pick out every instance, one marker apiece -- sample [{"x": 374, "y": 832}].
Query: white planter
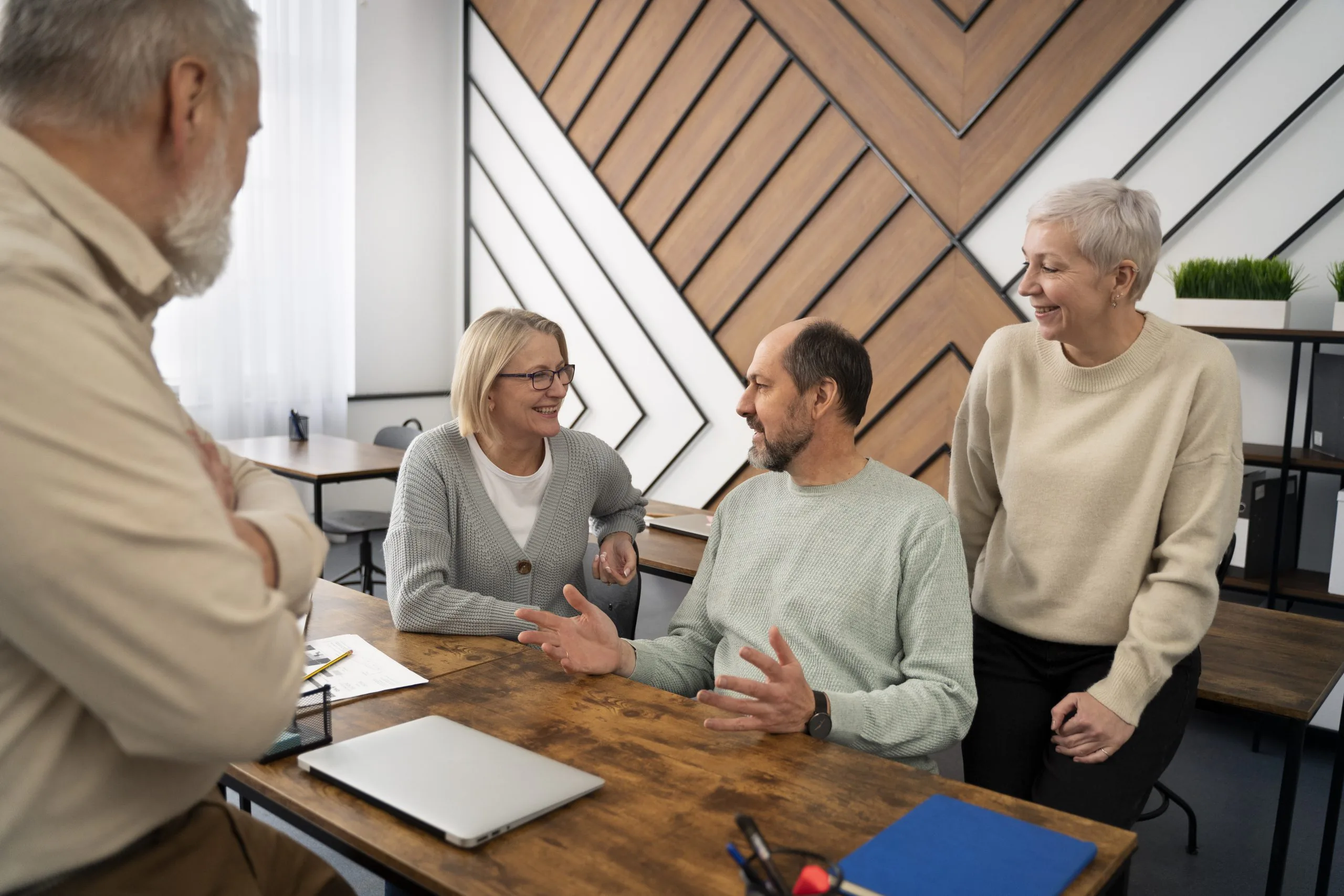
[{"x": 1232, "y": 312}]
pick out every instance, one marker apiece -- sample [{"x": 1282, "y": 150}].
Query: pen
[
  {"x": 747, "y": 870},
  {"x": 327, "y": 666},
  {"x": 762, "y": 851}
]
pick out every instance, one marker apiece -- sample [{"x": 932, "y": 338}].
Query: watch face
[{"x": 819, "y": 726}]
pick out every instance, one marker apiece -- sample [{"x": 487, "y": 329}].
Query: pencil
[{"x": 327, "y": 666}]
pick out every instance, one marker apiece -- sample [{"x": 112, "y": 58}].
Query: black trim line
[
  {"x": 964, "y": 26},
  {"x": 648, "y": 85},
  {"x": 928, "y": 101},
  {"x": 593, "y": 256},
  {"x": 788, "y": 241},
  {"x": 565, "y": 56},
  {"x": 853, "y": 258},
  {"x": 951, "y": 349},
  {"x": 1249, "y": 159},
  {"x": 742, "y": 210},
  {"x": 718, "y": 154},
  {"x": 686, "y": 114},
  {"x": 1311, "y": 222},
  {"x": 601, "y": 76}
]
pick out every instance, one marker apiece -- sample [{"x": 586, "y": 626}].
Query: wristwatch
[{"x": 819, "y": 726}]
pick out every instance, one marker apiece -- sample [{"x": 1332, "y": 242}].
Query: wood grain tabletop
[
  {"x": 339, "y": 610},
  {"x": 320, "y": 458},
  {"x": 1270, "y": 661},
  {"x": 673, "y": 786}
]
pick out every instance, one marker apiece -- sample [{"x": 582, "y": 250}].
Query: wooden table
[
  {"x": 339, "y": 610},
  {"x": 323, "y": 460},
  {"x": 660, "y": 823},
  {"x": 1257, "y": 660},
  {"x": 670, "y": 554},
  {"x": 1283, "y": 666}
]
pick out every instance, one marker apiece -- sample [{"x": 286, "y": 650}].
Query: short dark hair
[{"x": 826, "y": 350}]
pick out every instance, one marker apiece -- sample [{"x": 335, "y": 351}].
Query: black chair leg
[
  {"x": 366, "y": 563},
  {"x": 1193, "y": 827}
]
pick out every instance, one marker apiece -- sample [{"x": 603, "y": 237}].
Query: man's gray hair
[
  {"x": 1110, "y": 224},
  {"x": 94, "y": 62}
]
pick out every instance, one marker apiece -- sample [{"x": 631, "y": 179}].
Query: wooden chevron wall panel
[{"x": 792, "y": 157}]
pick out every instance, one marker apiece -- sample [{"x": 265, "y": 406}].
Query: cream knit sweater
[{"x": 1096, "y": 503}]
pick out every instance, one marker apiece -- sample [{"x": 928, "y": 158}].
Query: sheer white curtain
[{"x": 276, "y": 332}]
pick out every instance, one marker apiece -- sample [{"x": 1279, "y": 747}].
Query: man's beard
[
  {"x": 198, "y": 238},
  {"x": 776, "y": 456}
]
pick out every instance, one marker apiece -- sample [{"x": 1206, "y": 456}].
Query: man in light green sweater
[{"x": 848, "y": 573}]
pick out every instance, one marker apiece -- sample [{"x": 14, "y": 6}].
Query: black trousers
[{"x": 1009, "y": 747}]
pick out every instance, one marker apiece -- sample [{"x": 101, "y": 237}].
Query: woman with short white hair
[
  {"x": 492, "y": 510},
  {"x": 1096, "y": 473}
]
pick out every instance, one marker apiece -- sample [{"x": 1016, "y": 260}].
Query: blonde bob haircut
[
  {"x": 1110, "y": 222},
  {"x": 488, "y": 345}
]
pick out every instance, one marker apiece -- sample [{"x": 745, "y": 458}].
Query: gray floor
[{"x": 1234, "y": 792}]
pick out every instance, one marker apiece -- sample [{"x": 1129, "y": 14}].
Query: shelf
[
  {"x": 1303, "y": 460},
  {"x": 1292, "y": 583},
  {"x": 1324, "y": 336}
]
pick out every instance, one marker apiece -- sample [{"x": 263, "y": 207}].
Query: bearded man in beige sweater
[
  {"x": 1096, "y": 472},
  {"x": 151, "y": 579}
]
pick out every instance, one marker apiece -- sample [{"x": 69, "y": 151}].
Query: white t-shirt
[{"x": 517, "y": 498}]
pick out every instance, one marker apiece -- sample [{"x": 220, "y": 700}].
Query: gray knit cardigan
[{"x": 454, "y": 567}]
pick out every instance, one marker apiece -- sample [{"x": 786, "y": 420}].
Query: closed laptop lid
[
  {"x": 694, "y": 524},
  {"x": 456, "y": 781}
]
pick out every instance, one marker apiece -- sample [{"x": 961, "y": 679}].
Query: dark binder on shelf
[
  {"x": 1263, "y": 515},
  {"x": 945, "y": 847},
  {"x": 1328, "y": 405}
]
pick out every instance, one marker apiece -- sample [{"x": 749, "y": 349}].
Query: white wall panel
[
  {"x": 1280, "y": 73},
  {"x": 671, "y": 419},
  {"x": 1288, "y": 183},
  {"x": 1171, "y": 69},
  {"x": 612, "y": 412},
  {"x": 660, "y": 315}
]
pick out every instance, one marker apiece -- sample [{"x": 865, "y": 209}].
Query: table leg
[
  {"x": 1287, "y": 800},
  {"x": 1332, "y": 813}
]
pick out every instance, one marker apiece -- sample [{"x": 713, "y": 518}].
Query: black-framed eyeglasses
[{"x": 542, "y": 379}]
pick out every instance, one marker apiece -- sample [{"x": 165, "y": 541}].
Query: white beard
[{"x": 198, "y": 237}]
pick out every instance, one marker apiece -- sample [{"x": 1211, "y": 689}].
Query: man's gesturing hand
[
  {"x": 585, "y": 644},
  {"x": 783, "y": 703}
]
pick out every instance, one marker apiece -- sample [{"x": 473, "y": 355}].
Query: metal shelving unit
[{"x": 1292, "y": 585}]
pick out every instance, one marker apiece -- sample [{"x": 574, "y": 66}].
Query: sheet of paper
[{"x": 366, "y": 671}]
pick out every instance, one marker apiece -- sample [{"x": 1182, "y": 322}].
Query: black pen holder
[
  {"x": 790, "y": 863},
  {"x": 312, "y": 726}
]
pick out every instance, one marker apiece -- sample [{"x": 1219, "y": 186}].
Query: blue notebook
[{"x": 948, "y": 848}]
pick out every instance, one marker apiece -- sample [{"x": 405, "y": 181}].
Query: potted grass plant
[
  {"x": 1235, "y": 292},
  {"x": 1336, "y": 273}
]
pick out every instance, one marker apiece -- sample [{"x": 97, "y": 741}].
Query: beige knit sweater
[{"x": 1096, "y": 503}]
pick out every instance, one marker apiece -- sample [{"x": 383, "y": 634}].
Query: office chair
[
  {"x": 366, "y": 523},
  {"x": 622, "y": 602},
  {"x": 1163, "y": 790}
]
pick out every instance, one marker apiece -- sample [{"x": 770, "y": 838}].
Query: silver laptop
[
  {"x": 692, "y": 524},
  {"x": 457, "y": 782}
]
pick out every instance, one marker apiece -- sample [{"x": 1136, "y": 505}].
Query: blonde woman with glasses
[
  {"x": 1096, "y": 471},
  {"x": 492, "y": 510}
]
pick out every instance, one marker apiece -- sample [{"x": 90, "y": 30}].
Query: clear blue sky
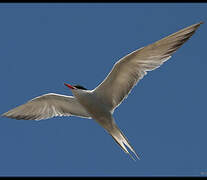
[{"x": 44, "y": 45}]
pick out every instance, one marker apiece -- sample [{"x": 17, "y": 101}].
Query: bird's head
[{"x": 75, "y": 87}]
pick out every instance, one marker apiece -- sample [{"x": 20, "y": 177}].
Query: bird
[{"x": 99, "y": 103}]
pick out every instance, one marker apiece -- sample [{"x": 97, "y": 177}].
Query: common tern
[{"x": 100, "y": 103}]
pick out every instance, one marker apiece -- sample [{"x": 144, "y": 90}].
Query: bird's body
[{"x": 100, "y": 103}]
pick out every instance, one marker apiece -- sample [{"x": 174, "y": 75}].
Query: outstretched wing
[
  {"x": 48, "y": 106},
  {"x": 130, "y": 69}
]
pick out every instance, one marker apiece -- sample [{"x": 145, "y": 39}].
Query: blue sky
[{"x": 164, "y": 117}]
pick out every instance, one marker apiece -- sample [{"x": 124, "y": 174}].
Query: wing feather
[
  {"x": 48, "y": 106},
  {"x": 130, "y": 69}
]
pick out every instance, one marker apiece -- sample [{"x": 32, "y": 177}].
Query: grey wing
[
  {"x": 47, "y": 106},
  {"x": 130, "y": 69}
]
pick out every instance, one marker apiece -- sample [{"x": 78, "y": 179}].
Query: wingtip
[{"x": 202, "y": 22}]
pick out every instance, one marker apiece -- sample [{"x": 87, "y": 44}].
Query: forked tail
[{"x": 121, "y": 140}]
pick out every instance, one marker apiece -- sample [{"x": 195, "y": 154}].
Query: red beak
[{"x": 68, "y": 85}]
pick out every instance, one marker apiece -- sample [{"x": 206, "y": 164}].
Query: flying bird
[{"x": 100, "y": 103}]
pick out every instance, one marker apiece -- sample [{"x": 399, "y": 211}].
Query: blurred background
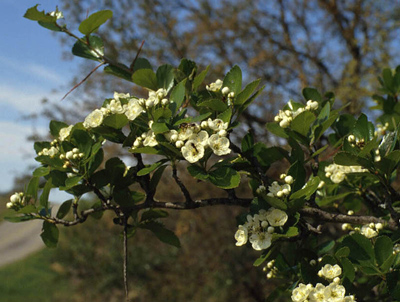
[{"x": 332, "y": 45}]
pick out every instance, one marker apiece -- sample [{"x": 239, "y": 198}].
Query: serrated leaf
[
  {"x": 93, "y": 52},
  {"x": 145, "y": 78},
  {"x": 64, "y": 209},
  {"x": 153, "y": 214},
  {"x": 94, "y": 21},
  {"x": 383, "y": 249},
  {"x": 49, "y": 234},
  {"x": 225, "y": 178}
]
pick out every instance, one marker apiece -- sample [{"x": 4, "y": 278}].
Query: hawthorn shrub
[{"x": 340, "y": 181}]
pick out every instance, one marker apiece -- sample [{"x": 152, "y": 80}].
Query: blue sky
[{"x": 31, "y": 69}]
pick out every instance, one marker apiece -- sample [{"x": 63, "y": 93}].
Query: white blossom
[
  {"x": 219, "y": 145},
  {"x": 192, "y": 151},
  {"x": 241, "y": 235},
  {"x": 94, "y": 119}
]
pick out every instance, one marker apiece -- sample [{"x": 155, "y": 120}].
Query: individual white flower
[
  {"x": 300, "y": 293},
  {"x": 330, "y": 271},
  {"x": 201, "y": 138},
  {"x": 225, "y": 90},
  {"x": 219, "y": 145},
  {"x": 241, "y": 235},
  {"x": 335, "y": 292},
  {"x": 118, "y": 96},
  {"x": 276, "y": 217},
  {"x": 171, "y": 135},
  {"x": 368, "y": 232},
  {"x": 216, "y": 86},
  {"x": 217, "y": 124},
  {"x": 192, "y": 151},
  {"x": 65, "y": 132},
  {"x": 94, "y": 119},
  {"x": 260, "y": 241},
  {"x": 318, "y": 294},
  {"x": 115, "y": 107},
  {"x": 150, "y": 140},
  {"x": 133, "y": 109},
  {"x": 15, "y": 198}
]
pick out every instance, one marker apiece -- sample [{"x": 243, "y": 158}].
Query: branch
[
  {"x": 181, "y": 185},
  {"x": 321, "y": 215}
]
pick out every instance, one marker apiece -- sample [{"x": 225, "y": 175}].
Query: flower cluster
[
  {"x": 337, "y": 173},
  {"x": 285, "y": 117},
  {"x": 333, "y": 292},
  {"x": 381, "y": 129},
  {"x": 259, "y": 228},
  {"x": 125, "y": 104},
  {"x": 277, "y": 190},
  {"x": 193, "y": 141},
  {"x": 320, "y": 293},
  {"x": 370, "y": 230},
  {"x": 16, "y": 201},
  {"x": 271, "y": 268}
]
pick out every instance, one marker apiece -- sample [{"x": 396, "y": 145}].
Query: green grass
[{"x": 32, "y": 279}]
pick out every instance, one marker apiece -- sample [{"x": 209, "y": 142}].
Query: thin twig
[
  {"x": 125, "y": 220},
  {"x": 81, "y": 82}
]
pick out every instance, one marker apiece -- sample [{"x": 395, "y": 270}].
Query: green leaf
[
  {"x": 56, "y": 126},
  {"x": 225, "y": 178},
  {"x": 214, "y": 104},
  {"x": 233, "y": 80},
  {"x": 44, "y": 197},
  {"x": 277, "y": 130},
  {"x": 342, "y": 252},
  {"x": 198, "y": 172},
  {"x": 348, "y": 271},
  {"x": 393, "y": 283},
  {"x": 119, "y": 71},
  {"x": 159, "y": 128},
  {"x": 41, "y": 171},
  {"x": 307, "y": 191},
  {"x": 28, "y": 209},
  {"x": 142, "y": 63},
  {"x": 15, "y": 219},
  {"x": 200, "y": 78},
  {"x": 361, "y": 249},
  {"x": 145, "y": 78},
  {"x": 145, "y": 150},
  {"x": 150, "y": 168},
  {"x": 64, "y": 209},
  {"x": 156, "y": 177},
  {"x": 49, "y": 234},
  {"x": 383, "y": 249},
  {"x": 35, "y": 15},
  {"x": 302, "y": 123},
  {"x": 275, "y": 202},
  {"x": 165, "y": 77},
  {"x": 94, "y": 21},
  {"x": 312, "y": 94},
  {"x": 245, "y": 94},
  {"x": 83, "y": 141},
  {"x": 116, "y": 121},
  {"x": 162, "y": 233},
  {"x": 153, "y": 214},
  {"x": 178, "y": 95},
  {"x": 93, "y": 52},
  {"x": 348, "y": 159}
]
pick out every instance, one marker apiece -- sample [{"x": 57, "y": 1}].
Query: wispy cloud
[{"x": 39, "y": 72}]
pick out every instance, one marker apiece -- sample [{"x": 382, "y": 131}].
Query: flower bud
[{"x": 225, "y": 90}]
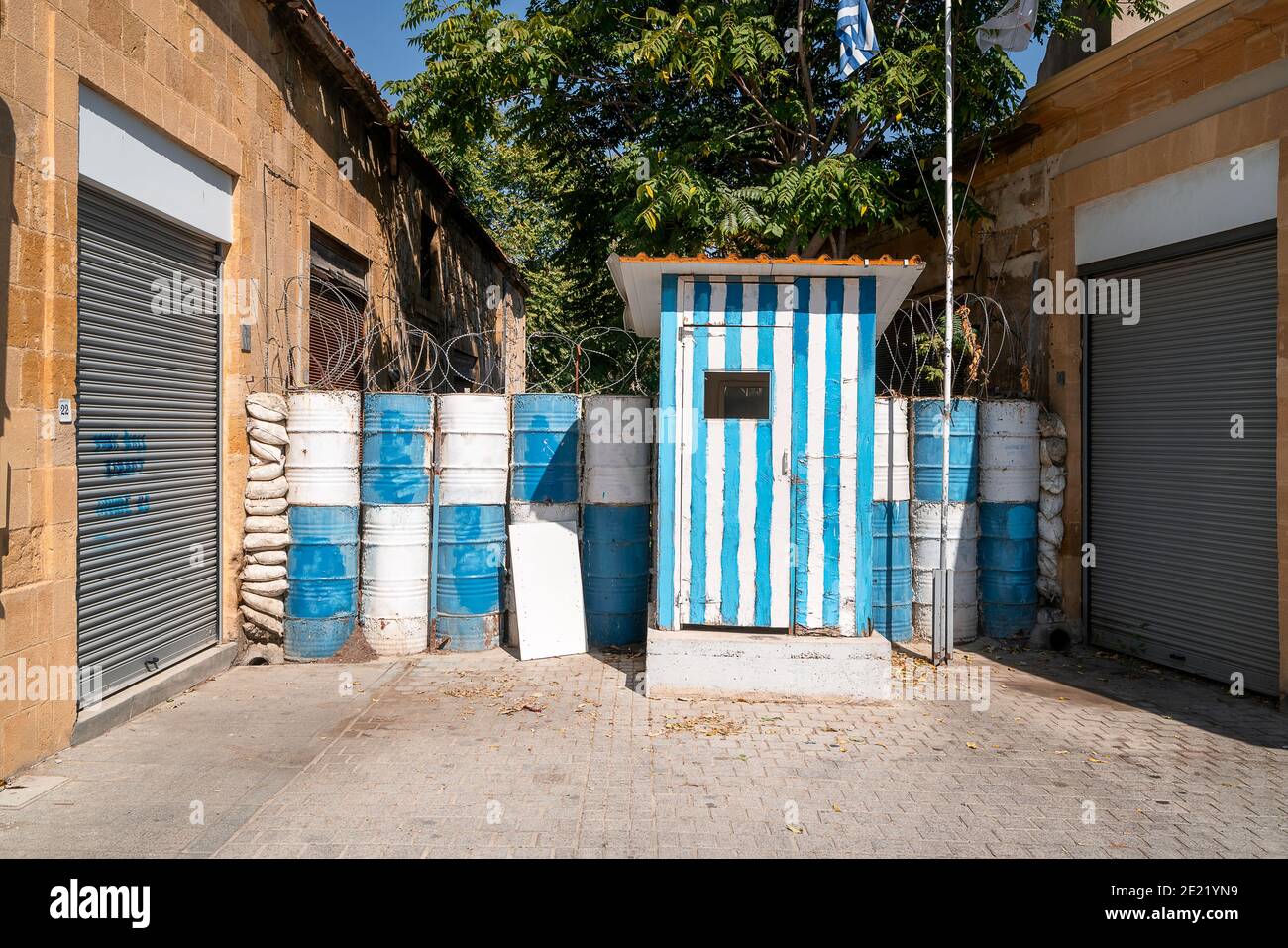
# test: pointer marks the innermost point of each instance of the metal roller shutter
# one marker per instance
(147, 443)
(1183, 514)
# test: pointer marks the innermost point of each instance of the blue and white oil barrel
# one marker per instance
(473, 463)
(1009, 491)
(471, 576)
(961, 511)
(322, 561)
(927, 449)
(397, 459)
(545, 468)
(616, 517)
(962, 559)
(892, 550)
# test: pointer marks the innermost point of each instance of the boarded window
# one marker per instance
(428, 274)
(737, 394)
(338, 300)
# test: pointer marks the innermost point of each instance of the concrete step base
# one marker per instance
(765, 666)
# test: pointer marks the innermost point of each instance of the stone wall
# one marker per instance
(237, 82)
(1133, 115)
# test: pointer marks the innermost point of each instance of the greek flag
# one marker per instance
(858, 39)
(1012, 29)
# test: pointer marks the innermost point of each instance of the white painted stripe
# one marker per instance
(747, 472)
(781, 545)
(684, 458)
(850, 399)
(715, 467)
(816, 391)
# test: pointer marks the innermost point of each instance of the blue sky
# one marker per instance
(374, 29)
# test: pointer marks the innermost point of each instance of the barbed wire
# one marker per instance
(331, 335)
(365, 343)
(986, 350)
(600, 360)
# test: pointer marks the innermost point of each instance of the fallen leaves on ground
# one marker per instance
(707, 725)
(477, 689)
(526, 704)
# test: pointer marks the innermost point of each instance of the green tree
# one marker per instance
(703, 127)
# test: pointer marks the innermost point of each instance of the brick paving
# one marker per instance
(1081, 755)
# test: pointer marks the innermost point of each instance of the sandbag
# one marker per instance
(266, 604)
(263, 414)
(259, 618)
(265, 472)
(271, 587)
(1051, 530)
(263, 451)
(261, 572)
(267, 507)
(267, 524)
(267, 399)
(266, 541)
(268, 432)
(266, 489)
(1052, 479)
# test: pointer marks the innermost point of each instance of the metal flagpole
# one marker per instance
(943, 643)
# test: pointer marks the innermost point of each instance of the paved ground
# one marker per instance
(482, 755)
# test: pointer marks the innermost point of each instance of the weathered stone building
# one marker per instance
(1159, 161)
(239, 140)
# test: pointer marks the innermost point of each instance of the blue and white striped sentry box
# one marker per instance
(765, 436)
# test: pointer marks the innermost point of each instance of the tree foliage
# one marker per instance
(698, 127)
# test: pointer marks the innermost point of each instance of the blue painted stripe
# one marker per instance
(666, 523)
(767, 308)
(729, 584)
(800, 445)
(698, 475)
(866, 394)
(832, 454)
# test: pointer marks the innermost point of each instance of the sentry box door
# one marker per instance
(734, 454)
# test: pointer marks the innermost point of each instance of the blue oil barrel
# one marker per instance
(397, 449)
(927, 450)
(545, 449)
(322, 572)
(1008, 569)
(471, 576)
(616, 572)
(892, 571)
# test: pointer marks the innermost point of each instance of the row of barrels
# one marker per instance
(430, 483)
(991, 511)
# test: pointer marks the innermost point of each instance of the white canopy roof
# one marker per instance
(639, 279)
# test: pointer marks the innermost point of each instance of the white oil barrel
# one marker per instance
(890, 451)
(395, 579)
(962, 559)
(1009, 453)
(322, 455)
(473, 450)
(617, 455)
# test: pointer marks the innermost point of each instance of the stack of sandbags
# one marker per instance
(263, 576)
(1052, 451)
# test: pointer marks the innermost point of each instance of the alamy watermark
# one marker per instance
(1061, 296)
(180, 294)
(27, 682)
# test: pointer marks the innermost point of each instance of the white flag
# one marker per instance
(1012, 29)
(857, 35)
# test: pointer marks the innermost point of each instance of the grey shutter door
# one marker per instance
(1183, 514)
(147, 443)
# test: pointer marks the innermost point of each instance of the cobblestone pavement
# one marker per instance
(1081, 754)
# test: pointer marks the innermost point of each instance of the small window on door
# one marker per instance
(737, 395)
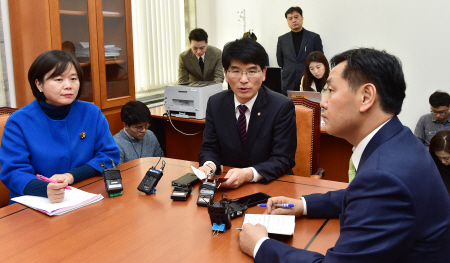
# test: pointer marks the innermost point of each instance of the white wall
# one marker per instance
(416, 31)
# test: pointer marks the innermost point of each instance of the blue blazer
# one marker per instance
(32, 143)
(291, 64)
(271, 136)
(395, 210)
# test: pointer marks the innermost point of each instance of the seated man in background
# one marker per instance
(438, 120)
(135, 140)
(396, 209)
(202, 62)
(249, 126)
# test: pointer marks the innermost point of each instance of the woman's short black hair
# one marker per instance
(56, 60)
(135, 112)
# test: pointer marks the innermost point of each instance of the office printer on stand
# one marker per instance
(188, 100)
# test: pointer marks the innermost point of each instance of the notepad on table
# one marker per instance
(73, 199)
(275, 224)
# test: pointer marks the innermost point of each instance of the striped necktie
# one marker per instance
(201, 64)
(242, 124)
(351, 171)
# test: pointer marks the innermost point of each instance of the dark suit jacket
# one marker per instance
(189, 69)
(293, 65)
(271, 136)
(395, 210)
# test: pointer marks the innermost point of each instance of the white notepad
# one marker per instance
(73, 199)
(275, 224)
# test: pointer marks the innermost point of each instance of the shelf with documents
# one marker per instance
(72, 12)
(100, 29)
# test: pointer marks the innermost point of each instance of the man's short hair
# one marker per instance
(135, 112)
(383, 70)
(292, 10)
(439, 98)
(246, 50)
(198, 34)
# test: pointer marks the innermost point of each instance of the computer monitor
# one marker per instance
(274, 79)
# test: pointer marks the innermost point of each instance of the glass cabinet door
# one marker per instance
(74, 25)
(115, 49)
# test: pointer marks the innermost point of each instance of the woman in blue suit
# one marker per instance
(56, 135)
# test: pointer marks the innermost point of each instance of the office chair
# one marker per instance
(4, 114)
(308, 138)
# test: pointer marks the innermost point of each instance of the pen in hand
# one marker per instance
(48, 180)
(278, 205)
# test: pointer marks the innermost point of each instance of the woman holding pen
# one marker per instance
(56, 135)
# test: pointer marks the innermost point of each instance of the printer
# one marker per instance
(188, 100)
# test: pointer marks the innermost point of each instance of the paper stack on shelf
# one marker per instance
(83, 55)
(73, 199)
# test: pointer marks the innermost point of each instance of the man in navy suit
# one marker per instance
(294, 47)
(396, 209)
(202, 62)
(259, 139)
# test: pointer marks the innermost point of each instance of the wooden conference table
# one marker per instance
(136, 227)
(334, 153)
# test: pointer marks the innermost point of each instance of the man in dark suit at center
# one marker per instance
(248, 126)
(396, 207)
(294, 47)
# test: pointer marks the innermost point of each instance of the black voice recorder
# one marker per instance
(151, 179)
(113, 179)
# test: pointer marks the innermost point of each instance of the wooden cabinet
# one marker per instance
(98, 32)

★ ★ ★ ★

JOB → Convert the part of the listing that opens with the line containing "grey shutter door" and closes with the line containing "(1081, 754)" into a Markdown table with the columns Row and Line. Give each line its own numbered row and omit any blank lines.

RESULT FOR THIS EXERCISE →
| Row | Line |
|---|---|
| 1 | # test: pointer marks the innermost point of each instance of the grey shutter door |
| 2 | # one marker per instance |
| 3 | (1183, 514) |
| 4 | (147, 443) |
| 5 | # test: pointer marks the innermost point of each instance of the cobblestone pavement |
| 6 | # one marker per instance |
| 7 | (1081, 754) |